_Your tasks_.
1. Rewrite everything in the color theory text from "A colour’s lightness" down to "and categorizing colours.", putting "gray" wherever "grey" appears.
2. According to the color theory text, where was Yellow Ochre originally mined?

_Text segment_.
Colour Theory Basics:

Remember the Kindergarten colour wheel? Understanding the basics of how primary colours (red, yellow, and blue) are combined to create secondary colours (purple, orange,green), and how further mixing creates an infinite range of colours.

 

A colour’s lightness and darkness is described by the words shade and tint. Tones are created by adding grey to a colour.

 

Colour temperature is way of understanding and categorizing colours.

 

Renaissance painters used paints created from pigments that came from clays found in various parts of Italy. These colours were essential to their work, and they certainly help our efforts to create realistic weathering effects. Umber is a colour from the Umbria region in northern Italy. Burnt Umber is a more reddened rendition, which is created by burning the clay in a kiln. Sienna is originally from the Tuscany region of Italy. This clay contains much iron oxide, hence its more red appearance. Burnt Sienna is, likewise, Sienna pigment that has been burnt in a kiln. Yellow Ochre was originally mined in Provence, and different renditions of Ochre which have more red in them were found elsewhere.

(Region annotation entries)

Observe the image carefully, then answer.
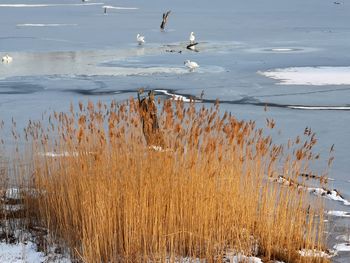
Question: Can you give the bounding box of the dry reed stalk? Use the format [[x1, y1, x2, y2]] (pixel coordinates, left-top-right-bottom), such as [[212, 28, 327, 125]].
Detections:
[[13, 99, 327, 262]]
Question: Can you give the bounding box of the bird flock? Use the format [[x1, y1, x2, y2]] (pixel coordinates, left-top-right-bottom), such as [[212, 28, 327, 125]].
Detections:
[[136, 10, 199, 72]]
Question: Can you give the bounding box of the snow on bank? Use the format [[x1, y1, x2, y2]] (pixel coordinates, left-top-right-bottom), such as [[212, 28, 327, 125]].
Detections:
[[0, 242, 45, 263], [270, 175, 350, 207], [258, 67, 350, 86], [299, 249, 334, 258]]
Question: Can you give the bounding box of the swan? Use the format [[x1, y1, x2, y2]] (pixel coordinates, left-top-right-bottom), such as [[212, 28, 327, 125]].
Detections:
[[136, 34, 145, 45], [190, 32, 196, 44], [184, 60, 199, 71], [1, 54, 13, 63]]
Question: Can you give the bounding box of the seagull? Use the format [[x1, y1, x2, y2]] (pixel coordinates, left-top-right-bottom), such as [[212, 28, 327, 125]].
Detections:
[[190, 32, 196, 44], [1, 54, 12, 63], [160, 10, 171, 31], [184, 60, 199, 71], [136, 34, 145, 45]]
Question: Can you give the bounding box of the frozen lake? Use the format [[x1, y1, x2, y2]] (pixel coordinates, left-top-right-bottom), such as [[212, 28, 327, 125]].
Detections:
[[0, 0, 350, 262]]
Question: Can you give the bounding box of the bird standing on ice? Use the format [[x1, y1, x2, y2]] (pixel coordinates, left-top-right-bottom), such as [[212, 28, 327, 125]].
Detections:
[[136, 34, 145, 45], [184, 60, 199, 71], [190, 32, 196, 44], [1, 54, 12, 63], [160, 10, 171, 31]]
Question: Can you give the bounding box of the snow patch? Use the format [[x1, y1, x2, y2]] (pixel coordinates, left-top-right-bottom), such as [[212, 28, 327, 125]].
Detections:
[[102, 5, 138, 10], [299, 248, 334, 258], [16, 23, 78, 27]]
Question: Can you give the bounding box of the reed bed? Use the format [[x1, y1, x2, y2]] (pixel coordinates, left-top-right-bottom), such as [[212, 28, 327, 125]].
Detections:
[[16, 99, 328, 262]]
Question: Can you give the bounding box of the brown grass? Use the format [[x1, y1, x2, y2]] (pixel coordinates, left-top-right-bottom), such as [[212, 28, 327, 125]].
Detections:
[[8, 99, 327, 262]]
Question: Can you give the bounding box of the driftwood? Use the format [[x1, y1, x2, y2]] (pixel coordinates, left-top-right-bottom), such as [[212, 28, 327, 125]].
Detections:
[[138, 91, 165, 148]]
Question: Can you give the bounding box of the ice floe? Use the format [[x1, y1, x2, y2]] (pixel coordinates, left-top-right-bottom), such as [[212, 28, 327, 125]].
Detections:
[[0, 3, 103, 7], [154, 89, 201, 102], [307, 187, 350, 205], [258, 66, 350, 86], [102, 5, 139, 10], [16, 23, 78, 27]]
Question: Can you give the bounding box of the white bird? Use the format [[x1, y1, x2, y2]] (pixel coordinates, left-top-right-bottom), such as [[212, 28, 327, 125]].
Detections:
[[136, 34, 145, 45], [190, 32, 196, 44], [1, 54, 12, 63], [184, 60, 199, 71]]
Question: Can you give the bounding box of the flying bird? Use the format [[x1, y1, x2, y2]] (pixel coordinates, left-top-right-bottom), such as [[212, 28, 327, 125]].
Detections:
[[136, 34, 145, 45], [160, 10, 171, 30], [1, 54, 13, 63], [190, 32, 196, 44], [184, 60, 199, 71]]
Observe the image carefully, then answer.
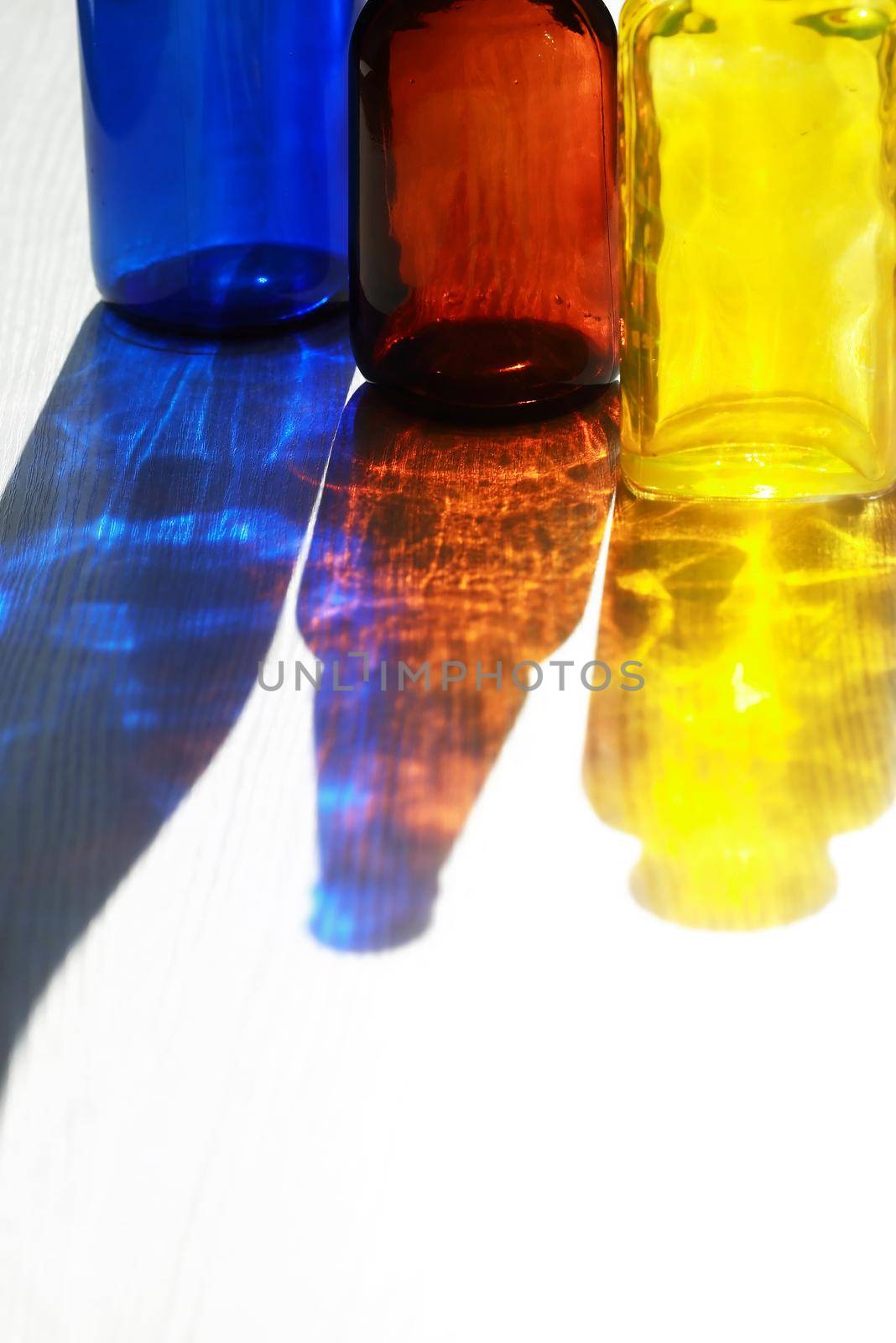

_Solutions by task_.
1.
A colour’s lightness and darkness is described by the words shade and tint. Tones are created by adding gray to a colour.

 

Colour temperature is way of understanding and categorizing colours.

2. Provence